Asiana Airlines posted an operating loss of 11.2 billion won ($10 million) and a net loss of 230.4 billion won on Monday, though the losses narrowed compared to the same time a year ago.

The country’s second-largest airline saw its revenue drop by 30.6 percent compared to the previous year, cargo sales increased 83 percent on the back of growing cargo demand in Southeast Asia, the United States and Europe.

“As the global vaccine rollout speeds up and travel restrictions ease, air travel demand is expected to recover and we will make an all-out effort to be prepared,” one official at the airline said.

Even worse figures hit budget airlines in the absence of cargo businesses that helped make Korean Air the only South Korean airline to post a profit for the first quarter, delivering a revenue of 1.7 trillion won and an operating profit of 124.5 billion won.

Jeju Air, a low cost carrier and the third largest airline in the country, saw its Q1 operating loss grow to 87.3 billion won, up 32.8 percent from one year ago, according to a regulatory filing posted on Monday.

Its revenue was down 81.8 percent to 41.8 billion won while its net loss decreased from 101.4 billion won to 79.3 billion won over the same period.

One industry source said the prolonged coronavirus has hit low-cost carriers harder.

“While full service carriers have managed to avoid big losses thanks to their cargo businesses, low cost carriers have few options to improve their performance,” the source said.

“The situation is likely to remain unchanged until the end of this year. Until the vaccine rollout is in full swing and air travel demand recovers, airlines can only rely on cargo businesses.”

T’way Air was hit with an operating loss of 45.4 billion won, nearly double the loss it suffered one year ago.

Jin Air, a budget airline owned by Korean Air’s parent company Hanjin Group, also saw its Q1 operating loss double from a year earlier, from 31 billion won to 60 billion won. Its revenue suffered a near 70 percent year-on-year drop from 143 billion to 43.9 billion won.

Air Busan, one of Asiana Airline’s two sister budget airlines, posted an operating loss of 47.2 billion won, joining the downward trend in the budget airline industry.

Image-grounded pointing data
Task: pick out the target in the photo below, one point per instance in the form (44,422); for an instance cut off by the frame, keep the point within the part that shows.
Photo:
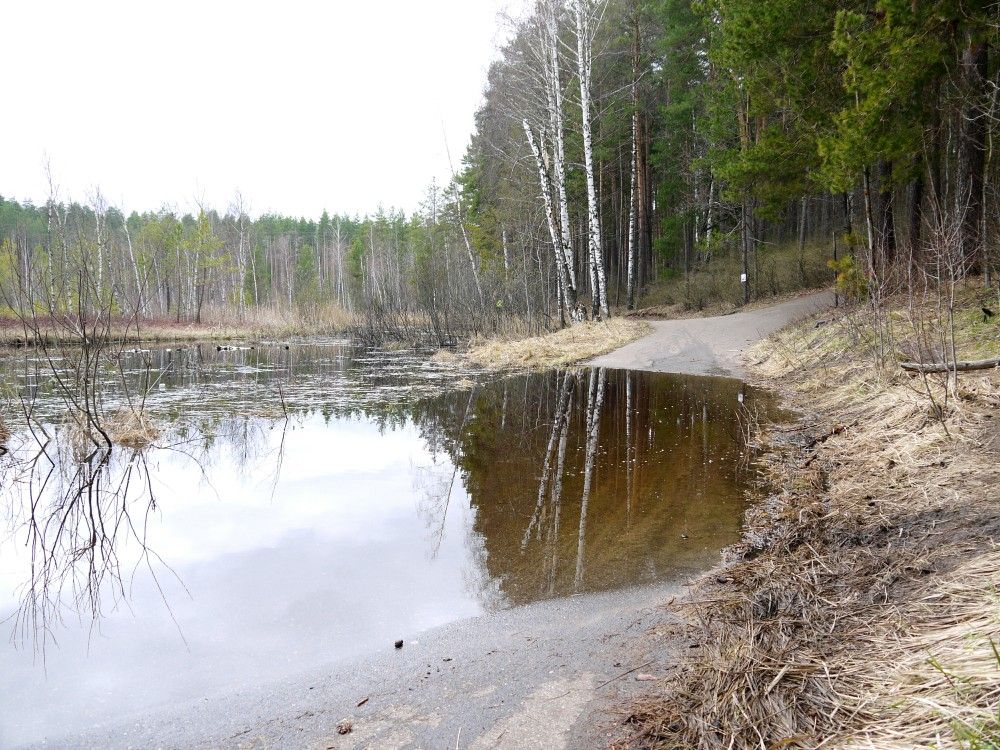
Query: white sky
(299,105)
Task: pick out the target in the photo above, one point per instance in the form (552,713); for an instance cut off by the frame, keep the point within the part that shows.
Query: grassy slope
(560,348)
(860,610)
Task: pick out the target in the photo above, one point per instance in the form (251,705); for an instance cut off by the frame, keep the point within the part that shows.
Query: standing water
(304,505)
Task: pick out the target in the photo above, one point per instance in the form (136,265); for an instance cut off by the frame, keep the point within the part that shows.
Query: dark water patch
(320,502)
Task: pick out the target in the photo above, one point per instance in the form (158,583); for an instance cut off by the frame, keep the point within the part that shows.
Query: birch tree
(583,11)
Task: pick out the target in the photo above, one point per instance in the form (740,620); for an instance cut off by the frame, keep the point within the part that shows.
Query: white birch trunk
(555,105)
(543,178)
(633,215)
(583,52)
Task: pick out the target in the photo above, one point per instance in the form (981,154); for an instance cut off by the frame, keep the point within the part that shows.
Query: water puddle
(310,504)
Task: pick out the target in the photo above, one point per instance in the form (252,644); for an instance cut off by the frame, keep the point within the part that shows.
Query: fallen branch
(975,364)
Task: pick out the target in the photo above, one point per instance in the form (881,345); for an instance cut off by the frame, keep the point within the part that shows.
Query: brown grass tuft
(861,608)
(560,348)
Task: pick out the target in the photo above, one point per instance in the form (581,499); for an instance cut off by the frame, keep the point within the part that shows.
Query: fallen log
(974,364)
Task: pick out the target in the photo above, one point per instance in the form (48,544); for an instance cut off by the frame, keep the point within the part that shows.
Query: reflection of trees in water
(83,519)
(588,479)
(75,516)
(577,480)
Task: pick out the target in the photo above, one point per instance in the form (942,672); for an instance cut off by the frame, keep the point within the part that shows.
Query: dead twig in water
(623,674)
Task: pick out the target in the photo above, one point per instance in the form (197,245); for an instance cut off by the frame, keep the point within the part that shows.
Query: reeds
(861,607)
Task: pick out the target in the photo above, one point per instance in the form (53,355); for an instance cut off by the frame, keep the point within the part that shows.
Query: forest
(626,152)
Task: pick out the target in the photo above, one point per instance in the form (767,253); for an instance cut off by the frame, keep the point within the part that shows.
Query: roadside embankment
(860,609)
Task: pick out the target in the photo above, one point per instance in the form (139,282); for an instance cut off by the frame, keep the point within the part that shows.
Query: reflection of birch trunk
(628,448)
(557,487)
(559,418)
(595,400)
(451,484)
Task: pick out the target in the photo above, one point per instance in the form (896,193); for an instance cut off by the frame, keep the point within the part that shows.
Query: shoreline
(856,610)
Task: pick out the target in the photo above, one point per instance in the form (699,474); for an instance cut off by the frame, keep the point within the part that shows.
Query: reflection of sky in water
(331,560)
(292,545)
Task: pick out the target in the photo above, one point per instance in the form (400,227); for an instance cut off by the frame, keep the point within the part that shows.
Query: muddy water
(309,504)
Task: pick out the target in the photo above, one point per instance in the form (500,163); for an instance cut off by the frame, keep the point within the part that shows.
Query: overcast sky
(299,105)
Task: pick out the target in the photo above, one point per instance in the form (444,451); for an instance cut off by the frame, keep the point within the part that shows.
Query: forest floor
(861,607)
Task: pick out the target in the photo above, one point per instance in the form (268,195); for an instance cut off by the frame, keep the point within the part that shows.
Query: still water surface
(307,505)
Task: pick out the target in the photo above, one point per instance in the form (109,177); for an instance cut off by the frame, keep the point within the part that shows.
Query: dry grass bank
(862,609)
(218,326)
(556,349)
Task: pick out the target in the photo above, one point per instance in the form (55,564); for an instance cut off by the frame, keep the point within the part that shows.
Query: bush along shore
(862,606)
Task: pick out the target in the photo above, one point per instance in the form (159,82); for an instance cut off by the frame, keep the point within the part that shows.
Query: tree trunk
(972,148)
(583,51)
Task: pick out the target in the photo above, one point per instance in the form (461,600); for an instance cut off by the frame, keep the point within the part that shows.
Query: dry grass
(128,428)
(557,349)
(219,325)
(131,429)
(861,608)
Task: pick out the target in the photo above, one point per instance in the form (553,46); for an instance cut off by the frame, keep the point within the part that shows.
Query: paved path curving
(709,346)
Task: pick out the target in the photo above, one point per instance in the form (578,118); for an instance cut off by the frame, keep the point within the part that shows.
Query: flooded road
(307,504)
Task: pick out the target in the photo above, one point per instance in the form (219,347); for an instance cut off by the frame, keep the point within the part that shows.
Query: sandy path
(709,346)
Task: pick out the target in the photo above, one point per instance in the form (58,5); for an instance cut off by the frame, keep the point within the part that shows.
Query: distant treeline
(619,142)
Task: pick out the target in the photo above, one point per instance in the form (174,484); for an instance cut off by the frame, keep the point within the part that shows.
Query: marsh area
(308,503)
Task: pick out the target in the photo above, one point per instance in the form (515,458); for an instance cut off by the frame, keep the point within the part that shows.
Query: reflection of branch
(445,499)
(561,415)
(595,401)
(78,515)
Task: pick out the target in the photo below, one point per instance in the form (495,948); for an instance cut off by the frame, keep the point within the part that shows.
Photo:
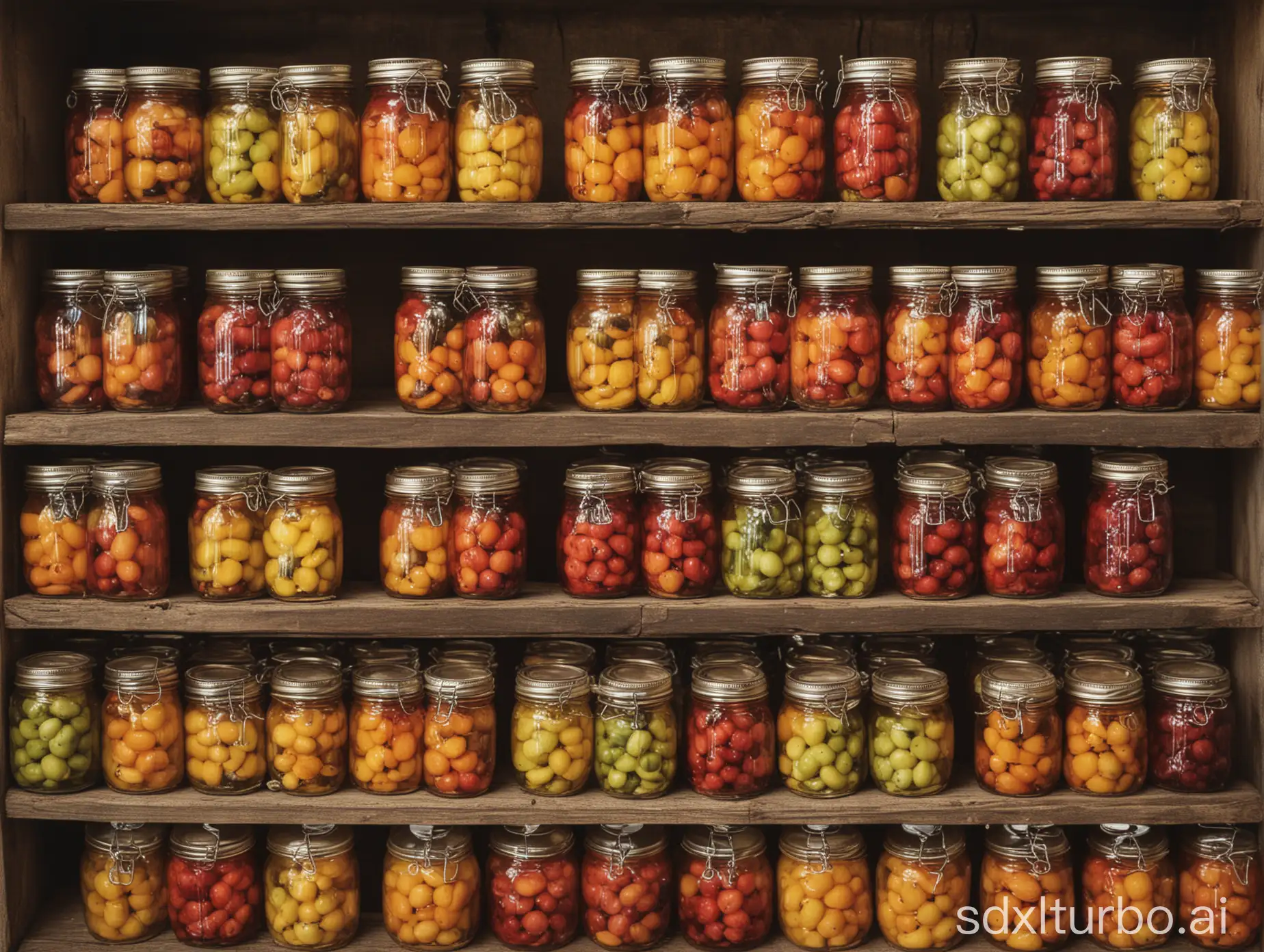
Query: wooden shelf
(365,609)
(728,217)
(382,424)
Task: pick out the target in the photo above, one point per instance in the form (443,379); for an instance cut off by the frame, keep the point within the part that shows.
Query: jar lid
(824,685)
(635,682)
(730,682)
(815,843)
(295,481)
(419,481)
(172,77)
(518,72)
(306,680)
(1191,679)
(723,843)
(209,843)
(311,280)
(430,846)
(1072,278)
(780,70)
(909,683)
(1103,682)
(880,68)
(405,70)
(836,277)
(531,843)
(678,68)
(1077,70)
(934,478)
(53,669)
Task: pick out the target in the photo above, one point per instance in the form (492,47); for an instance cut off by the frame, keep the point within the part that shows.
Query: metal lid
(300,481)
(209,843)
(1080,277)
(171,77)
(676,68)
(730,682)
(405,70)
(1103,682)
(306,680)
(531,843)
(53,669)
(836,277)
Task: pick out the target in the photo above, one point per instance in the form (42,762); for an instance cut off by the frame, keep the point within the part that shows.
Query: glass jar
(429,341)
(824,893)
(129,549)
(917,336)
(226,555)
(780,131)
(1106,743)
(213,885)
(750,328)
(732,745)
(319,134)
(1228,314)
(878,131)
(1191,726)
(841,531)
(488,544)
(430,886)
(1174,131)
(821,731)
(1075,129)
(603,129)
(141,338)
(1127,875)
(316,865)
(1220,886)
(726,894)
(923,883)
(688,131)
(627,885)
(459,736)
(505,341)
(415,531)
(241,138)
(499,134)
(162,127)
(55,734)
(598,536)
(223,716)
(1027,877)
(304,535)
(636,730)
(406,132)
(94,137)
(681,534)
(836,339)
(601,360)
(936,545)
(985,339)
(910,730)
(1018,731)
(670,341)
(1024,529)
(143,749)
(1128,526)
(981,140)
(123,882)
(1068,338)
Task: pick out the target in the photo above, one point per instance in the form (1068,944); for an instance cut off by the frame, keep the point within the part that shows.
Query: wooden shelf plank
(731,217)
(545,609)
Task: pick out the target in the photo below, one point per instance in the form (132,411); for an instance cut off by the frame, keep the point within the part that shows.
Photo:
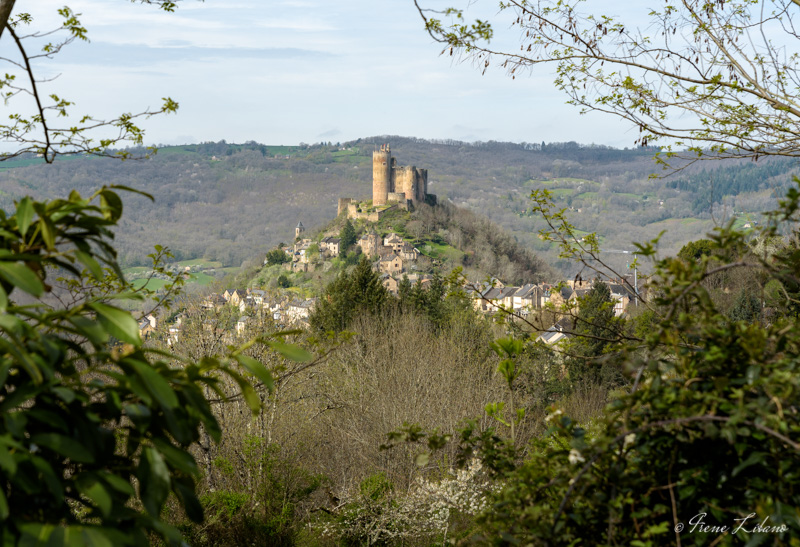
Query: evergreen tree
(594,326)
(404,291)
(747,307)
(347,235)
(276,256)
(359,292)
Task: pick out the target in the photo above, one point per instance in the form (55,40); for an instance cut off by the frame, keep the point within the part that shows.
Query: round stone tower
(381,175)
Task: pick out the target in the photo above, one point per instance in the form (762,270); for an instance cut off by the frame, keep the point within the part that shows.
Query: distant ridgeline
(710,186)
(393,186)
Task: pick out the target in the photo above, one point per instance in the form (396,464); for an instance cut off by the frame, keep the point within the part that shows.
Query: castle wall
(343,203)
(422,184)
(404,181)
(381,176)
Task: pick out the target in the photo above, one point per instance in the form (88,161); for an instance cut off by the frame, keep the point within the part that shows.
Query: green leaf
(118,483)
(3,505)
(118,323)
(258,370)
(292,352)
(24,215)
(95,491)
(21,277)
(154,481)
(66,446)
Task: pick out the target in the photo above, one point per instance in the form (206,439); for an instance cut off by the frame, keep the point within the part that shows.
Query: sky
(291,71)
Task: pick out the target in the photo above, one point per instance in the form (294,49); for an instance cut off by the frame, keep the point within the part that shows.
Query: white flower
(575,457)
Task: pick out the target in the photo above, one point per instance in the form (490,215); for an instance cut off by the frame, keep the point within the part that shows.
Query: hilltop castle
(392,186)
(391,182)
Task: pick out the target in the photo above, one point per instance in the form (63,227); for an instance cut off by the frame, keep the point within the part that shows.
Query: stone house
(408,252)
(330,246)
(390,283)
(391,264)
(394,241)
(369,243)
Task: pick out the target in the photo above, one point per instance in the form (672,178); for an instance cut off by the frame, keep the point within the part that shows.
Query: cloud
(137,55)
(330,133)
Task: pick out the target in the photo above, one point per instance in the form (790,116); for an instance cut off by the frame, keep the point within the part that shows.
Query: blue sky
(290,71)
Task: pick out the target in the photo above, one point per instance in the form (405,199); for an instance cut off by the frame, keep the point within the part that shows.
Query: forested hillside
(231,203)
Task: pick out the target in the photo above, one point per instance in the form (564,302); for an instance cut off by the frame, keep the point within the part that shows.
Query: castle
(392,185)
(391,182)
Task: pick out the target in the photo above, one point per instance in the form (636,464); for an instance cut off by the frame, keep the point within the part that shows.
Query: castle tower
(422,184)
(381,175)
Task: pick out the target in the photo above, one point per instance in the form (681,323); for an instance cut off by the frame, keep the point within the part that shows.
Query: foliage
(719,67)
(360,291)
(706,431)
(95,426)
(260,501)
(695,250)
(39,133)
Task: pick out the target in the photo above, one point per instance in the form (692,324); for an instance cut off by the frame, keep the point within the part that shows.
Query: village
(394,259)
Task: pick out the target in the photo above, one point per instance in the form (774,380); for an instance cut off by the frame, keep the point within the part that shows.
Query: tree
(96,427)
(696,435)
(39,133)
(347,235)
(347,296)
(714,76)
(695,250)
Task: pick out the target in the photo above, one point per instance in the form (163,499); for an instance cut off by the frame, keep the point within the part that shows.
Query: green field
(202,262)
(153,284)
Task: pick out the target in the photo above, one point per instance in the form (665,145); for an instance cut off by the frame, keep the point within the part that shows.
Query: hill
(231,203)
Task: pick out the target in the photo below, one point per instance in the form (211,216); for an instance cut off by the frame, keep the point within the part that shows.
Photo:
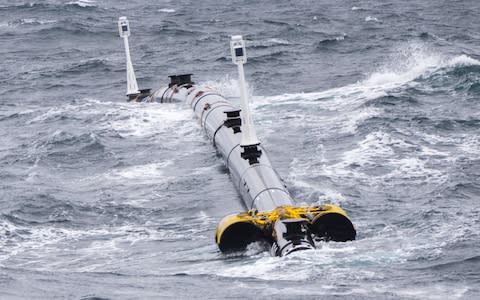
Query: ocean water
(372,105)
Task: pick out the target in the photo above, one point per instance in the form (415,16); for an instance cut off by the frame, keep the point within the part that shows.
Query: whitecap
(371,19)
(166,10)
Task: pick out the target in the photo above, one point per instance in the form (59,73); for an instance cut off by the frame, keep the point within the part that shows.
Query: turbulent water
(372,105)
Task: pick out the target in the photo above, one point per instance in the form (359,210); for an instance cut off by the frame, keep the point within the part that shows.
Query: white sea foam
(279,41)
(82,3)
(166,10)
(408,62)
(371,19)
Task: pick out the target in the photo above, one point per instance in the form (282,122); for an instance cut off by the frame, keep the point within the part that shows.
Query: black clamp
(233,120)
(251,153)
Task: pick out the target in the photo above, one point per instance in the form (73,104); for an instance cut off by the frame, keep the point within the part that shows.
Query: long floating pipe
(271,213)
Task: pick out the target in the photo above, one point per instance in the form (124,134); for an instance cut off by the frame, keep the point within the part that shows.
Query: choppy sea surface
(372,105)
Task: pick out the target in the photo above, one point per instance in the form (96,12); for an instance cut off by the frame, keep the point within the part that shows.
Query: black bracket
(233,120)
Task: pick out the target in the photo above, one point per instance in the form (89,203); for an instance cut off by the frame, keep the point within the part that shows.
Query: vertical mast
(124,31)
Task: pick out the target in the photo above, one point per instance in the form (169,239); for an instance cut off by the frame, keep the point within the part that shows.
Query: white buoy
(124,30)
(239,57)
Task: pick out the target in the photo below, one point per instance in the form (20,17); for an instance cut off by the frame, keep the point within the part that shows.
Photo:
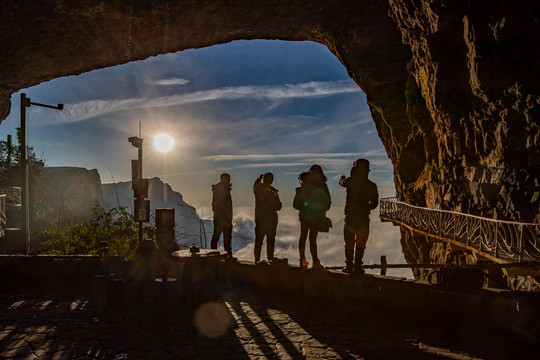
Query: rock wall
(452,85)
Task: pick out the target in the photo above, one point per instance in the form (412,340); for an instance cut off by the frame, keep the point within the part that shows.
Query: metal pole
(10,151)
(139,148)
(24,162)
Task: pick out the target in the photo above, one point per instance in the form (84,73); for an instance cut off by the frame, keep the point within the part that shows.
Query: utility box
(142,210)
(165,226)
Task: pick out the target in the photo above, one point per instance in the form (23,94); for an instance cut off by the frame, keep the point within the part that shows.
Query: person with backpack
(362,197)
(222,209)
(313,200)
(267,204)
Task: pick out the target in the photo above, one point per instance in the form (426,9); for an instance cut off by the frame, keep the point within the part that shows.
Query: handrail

■ Assignment: Copy the airline earnings text between "Jin Air, a budget" and "43.9 billion won.", inclusive, and swap "near" for "roughly". The entries have no connection to the airline earnings text.

■ Task response:
Jin Air, a budget airline owned by Korean Air’s parent company Hanjin Group, also saw its Q1 operating loss double from a year earlier, from 31 billion won to 60 billion won. Its revenue suffered a roughly 70 percent year-on-year drop from 143 billion to 43.9 billion won.